Material to process:

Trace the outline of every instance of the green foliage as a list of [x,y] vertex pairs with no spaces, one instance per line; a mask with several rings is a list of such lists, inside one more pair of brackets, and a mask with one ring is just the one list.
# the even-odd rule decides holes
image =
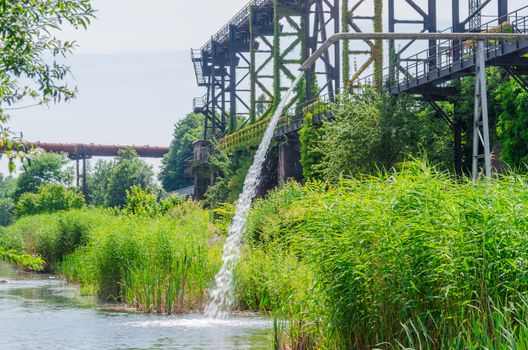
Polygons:
[[330,106],[334,119],[324,122],[319,142],[325,177],[368,173],[379,166],[381,143],[380,96],[342,95]]
[[139,186],[151,190],[154,172],[133,149],[119,150],[115,166],[108,180],[106,206],[121,207],[126,203],[127,190]]
[[431,154],[435,164],[452,164],[449,127],[411,96],[369,90],[345,94],[329,109],[334,119],[323,122],[320,130],[308,124],[309,117],[301,130],[307,178],[372,174],[423,153]]
[[60,210],[80,209],[85,206],[84,197],[60,184],[41,185],[37,193],[24,193],[16,203],[18,217]]
[[[522,347],[527,186],[513,175],[460,184],[419,162],[335,186],[288,185],[255,204],[248,237],[265,253],[241,300],[290,320],[277,326],[290,347]],[[292,256],[291,271],[307,272],[288,295],[279,286],[297,276],[276,265]]]
[[29,254],[22,254],[15,250],[5,250],[0,245],[0,260],[10,262],[12,264],[21,265],[33,271],[41,271],[44,269],[44,260]]
[[0,226],[7,226],[13,221],[15,202],[12,197],[15,189],[16,180],[0,174]]
[[25,158],[13,197],[18,199],[24,193],[36,193],[43,184],[70,185],[74,174],[73,168],[67,165],[68,158],[64,154],[36,153]]
[[106,225],[111,216],[102,210],[70,210],[25,216],[0,231],[0,246],[40,256],[47,271],[86,244],[96,225]]
[[497,132],[502,142],[501,159],[511,166],[528,164],[528,93],[516,82],[503,84],[497,94],[502,113]]
[[193,157],[193,143],[203,137],[203,125],[204,116],[194,113],[176,124],[169,153],[163,158],[159,174],[165,191],[192,185],[192,180],[185,176],[185,167],[187,160]]
[[301,165],[303,177],[313,179],[320,177],[317,165],[321,163],[323,154],[318,148],[321,141],[321,131],[313,123],[313,113],[306,113],[303,126],[299,130],[299,142],[301,144]]
[[11,198],[0,198],[0,226],[8,226],[13,222],[15,202]]
[[132,186],[126,191],[127,199],[123,212],[129,215],[156,216],[161,210],[156,195],[143,190],[141,186]]
[[209,166],[215,174],[215,183],[207,189],[204,204],[216,208],[237,200],[253,161],[253,152],[237,151],[229,156],[218,144],[213,144],[211,154]]
[[93,228],[88,245],[68,256],[60,270],[85,292],[146,312],[201,307],[221,246],[208,247],[213,231],[207,212],[183,206],[181,215],[166,218],[110,217]]

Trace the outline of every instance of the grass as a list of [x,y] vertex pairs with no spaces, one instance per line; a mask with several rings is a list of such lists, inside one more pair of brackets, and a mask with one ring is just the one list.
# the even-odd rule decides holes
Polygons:
[[311,275],[275,309],[278,347],[523,348],[528,178],[458,183],[414,162],[291,191],[248,232]]
[[154,218],[99,209],[29,216],[0,240],[41,256],[48,271],[78,283],[83,293],[173,313],[202,307],[220,266],[218,233],[209,213],[190,202]]
[[[200,309],[231,210],[145,218],[87,209],[0,232],[84,292],[145,312]],[[277,349],[528,348],[528,177],[477,184],[426,164],[259,199],[237,306],[275,318]]]

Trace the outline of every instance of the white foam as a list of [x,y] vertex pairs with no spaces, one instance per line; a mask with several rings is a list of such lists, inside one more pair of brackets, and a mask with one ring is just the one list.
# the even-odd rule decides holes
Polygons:
[[266,132],[262,137],[257,153],[255,154],[253,164],[249,168],[246,179],[244,180],[244,188],[238,198],[235,216],[229,227],[227,241],[224,245],[222,268],[215,277],[213,288],[209,293],[210,301],[204,309],[204,314],[207,318],[225,319],[233,309],[235,303],[234,271],[240,260],[242,236],[246,230],[246,219],[249,209],[251,208],[251,202],[256,194],[257,185],[262,172],[262,164],[264,164],[264,160],[266,159],[266,153],[268,152],[273,138],[273,132],[275,131],[279,119],[282,116],[282,112],[290,100],[290,96],[293,94],[301,77],[302,73],[295,79],[273,114]]

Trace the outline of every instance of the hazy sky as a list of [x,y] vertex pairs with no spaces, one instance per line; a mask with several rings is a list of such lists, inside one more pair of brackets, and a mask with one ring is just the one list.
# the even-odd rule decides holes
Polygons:
[[[411,10],[397,1],[405,17]],[[14,111],[11,128],[30,141],[168,145],[174,123],[203,94],[190,48],[201,47],[246,2],[94,0],[92,26],[63,33],[79,44],[68,60],[78,98]],[[438,2],[441,27],[449,26],[451,2]],[[510,0],[510,7],[525,2]]]

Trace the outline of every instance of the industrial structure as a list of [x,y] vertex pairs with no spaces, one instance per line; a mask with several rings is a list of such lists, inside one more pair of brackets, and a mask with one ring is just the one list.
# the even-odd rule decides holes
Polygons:
[[86,161],[92,157],[116,157],[120,150],[133,149],[141,158],[163,158],[169,153],[168,147],[152,147],[152,146],[124,146],[124,145],[97,145],[97,144],[81,144],[81,143],[47,143],[47,142],[19,142],[11,145],[11,147],[0,147],[0,151],[30,151],[30,150],[44,150],[51,153],[65,153],[68,158],[75,161],[77,187],[82,189],[82,192],[87,198],[88,186],[86,183],[87,164]]
[[[512,10],[510,2],[252,0],[201,49],[192,50],[197,83],[205,88],[204,96],[194,100],[194,111],[206,117],[204,140],[241,144],[252,139],[252,132],[261,132],[261,121],[274,111],[295,70],[334,34],[528,33],[528,6]],[[444,16],[450,7],[450,28],[440,28],[440,5],[444,6]],[[384,25],[388,25],[385,30]],[[503,67],[528,89],[523,77],[528,73],[528,59],[524,57],[528,41],[488,40],[483,45],[487,66]],[[382,39],[336,42],[325,47],[306,71],[295,104],[276,135],[287,137],[290,147],[296,147],[296,131],[313,101],[332,101],[338,92],[354,93],[367,85],[377,86],[392,94],[420,96],[431,104],[453,130],[455,168],[461,173],[463,126],[456,113],[458,79],[475,74],[476,46],[475,42],[462,40],[430,39],[424,43],[394,38],[384,50]],[[384,66],[384,62],[388,64]],[[476,94],[476,99],[479,96]],[[443,110],[438,101],[455,104],[455,113]],[[482,125],[473,128],[475,137],[479,127]],[[284,166],[290,168],[298,163],[286,161],[290,164]],[[284,176],[289,173],[284,169],[279,172]]]

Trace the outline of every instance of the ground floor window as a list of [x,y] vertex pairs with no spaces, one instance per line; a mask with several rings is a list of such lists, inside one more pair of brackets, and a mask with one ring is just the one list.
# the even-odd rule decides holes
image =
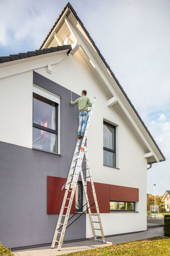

Aim: List every line in the rows above that contains the string "brackets", matching case exactly.

Complete output:
Trace the outline of every instance of the green foliage as a list of [x,y] vertex pairs with no spaces, one instance per line; a mask with several rings is a list of such lists, inside one more pair of brackets, and a mask with one ring is just the one list.
Trace the outline of every instance of the grass as a list of [x,y] vertex pairs with no spaces, one instance per line; a mask with several rings is a list of such lists, inside one more pair of brackets, and a mask with one ring is just the one list.
Trace the outline of every instance of the white foam as a list of [x,y] vertex pairs with no spaces, one instance per line; a mask with several rings is a list of such lists, inside one more pair of brackets, and a mask with one ring is just the one list.
Trace the outline of every instance of the hazy sky as a list of [x,y] vertex pairs with no spaces, one instance per line; a mask with several rings is a list of such lists, inside one more pair of brackets, and a mask with one ring is just the one list.
Trace the outline of every instance of the industrial structure as a list of [x,y] vertex pairs with no spaces, one instance per line; a mask with several rings is a list of such lists, inside one more pair of brackets, and a mask with one ring is just the one list.
Trace the outline of every instance of the ground floor window as a list of [x,y] vertex pairs with no spaces, one instance per line; a mask with several rings is a list of such lists, inside one more pair of brackets, and a mask with one ring is just the one list.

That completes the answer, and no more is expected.